▶ _GIVEN INSTRUCTION_: Identify each line in the items below that contains the string "gray", and copy those lines out in full.

Point labeling data from photos
--- Start ---

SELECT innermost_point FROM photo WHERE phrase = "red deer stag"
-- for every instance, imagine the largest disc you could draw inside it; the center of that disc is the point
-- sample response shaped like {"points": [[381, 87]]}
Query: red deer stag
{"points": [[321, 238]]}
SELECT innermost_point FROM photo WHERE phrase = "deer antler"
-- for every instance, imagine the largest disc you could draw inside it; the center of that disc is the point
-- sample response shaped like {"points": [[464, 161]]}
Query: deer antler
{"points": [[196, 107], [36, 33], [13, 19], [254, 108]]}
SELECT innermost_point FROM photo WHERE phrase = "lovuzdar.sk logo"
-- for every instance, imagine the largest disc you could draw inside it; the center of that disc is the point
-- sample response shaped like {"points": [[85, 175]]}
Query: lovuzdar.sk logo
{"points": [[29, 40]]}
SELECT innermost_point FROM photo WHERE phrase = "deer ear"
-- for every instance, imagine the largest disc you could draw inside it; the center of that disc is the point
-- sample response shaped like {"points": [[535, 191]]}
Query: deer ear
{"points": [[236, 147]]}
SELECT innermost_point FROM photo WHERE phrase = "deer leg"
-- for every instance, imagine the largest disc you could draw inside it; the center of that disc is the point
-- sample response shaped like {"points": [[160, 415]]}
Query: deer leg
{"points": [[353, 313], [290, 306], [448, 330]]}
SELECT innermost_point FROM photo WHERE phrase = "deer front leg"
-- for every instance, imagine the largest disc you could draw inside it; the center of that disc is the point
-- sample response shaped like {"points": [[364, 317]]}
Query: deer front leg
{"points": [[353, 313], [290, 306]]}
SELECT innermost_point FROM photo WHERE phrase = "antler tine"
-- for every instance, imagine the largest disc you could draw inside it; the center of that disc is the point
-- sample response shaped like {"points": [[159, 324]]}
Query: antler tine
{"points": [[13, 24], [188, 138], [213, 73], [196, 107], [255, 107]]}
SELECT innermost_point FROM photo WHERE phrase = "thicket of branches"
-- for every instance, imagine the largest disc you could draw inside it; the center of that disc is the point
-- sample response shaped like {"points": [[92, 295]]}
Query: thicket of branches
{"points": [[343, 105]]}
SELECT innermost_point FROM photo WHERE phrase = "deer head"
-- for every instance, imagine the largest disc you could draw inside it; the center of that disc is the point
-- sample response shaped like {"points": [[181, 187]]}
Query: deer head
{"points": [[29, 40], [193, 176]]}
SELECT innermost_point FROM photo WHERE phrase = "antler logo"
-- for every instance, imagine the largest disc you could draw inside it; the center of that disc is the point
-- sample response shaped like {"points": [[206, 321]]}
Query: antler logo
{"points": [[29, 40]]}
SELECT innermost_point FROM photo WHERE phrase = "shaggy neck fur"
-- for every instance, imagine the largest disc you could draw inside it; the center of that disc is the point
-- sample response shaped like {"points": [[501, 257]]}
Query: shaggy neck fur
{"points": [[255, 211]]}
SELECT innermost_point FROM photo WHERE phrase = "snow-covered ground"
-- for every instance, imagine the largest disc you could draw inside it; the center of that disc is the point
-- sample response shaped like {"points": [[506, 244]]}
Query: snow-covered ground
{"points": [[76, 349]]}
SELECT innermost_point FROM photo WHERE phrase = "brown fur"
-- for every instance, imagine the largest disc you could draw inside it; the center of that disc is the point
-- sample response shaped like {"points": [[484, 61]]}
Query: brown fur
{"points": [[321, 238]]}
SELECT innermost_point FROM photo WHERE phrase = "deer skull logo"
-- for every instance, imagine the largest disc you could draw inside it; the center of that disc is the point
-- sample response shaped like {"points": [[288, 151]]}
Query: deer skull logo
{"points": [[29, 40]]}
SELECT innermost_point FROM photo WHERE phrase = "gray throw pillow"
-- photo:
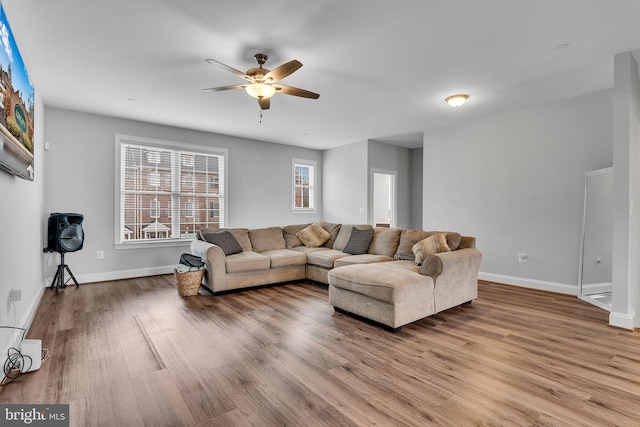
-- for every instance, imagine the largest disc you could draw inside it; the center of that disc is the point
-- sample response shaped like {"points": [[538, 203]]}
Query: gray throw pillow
{"points": [[225, 240], [359, 241]]}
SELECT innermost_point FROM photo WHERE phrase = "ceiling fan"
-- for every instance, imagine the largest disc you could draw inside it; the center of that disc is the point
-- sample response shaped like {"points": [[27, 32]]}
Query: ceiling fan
{"points": [[261, 82]]}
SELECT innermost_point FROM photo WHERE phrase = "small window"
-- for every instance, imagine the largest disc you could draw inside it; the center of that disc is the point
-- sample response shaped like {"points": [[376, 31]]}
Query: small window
{"points": [[304, 194]]}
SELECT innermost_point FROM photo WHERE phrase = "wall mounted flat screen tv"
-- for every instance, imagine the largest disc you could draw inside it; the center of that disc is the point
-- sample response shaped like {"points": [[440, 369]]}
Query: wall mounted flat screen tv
{"points": [[16, 115]]}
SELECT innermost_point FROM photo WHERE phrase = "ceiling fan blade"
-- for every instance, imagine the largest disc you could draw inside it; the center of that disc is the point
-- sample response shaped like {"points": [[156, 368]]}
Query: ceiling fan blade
{"points": [[228, 68], [282, 71], [219, 88], [265, 103], [290, 90]]}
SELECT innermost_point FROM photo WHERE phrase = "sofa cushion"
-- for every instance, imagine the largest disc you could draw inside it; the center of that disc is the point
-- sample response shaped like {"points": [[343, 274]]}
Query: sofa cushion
{"points": [[289, 233], [432, 266], [385, 241], [313, 235], [305, 250], [324, 258], [225, 240], [359, 241], [333, 229], [240, 234], [361, 259], [266, 239], [285, 257], [453, 240], [247, 261], [345, 232], [431, 245], [391, 282]]}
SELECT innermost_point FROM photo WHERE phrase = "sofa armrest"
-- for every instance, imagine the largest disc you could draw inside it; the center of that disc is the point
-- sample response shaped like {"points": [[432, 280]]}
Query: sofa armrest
{"points": [[215, 262], [455, 276]]}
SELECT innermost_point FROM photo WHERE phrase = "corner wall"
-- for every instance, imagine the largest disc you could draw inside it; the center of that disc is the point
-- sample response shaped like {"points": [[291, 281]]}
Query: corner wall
{"points": [[626, 197], [515, 181], [23, 224]]}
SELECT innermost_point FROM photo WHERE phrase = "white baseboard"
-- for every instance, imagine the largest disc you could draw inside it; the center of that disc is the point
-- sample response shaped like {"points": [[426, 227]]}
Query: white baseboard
{"points": [[597, 288], [542, 285], [118, 274], [621, 320]]}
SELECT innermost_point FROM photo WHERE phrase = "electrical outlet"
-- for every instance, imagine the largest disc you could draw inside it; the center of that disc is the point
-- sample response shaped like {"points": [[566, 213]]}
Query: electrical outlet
{"points": [[15, 295]]}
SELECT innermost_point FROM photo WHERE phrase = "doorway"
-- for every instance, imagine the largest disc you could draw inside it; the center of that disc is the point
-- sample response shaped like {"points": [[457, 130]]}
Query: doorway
{"points": [[384, 198], [596, 248]]}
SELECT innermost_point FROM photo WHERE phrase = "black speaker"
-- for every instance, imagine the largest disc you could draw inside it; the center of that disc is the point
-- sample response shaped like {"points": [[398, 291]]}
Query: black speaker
{"points": [[65, 232]]}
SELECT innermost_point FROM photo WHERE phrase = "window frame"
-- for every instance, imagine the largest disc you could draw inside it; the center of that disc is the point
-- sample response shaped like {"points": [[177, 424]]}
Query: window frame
{"points": [[121, 242], [313, 187]]}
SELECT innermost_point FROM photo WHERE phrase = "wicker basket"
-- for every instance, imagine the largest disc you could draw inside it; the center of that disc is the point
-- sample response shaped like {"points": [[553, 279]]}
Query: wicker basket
{"points": [[189, 282]]}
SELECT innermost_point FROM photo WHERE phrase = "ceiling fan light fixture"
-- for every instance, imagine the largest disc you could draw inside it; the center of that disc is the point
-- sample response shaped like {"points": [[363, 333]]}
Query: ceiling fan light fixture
{"points": [[456, 100], [260, 90]]}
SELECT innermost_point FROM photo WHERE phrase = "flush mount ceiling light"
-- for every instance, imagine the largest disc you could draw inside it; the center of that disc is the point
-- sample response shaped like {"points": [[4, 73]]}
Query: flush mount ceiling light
{"points": [[456, 100]]}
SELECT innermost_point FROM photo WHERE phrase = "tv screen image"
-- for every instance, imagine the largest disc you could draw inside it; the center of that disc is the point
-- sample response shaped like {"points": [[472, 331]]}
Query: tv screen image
{"points": [[17, 101]]}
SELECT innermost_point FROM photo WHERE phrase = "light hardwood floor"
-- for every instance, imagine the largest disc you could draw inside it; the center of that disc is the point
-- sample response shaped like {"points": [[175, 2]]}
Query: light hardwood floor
{"points": [[133, 352]]}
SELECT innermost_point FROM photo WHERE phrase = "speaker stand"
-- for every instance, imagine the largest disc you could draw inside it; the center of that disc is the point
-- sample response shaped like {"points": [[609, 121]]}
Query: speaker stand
{"points": [[58, 280]]}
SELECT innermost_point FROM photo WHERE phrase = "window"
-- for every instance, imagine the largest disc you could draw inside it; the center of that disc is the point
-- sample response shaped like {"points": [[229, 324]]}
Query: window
{"points": [[165, 192], [304, 198], [154, 209]]}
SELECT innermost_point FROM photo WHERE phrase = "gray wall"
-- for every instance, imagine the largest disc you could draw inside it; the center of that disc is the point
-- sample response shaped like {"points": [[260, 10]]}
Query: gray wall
{"points": [[416, 188], [345, 184], [348, 181], [22, 239], [515, 181], [80, 178], [625, 310]]}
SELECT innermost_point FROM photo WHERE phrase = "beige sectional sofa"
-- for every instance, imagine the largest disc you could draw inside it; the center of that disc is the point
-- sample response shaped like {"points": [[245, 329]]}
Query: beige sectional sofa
{"points": [[381, 281]]}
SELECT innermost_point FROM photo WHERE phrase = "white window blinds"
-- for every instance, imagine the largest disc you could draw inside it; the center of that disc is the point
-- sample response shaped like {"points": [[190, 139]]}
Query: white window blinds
{"points": [[167, 193]]}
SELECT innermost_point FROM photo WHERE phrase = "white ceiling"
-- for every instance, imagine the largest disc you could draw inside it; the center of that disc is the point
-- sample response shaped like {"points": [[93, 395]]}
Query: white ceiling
{"points": [[382, 68]]}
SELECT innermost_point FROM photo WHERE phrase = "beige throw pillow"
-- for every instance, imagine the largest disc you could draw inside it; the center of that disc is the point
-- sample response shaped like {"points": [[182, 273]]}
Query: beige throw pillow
{"points": [[429, 246], [313, 236]]}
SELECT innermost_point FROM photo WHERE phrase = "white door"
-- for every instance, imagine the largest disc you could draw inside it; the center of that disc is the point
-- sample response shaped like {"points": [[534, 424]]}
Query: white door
{"points": [[384, 199]]}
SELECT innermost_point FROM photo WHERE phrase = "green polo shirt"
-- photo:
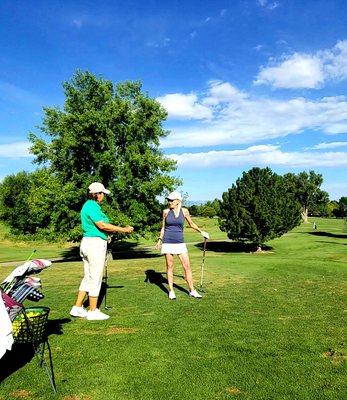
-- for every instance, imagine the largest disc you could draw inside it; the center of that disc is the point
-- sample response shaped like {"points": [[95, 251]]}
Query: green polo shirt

--- End ---

▶ _FINISHED TASK_:
SELECT innermost_point FROM photo WHERE phrase = "gray throw pillow"
Query: gray throw pillow
SELECT innermost_point FROM photo WHERE phrase = "gray wall"
Query: gray wall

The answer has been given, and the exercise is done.